» **Data provided**:
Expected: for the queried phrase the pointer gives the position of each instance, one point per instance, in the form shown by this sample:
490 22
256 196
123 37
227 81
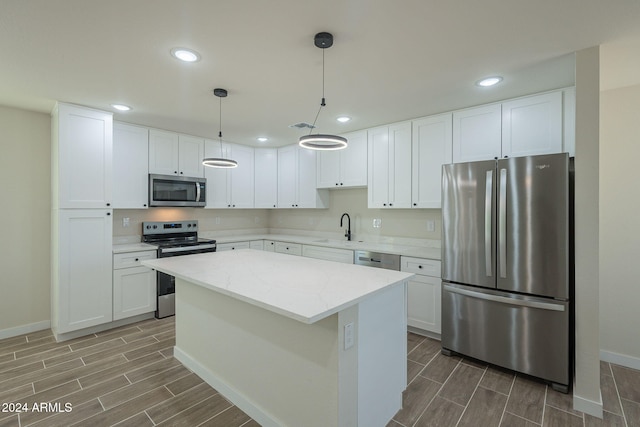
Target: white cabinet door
242 177
266 178
378 167
431 148
353 160
477 133
287 176
163 152
130 166
134 292
82 288
399 170
423 303
308 194
423 294
389 174
82 156
190 156
532 125
329 169
218 179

» **Written instruction**: Please give every line of the entries above as a numbered list, skipping any blank lines and leaving out the pictures.

» **Response to this exercise**:
1. Expected: for the queried phrase the pointer gives the position of each instance, one point per instance, in the form shown by this sample:
2. 490 22
3. 256 196
4. 123 37
5. 227 81
6. Target: white cabinet door
7. 242 177
8. 266 178
9. 378 167
10. 431 148
11. 353 160
12. 477 133
13. 287 176
14. 163 152
15. 130 166
16. 134 292
17. 82 288
18. 399 170
19. 423 303
20. 308 194
21. 423 294
22. 389 174
23. 82 156
24. 190 156
25. 532 125
26. 329 169
27. 218 179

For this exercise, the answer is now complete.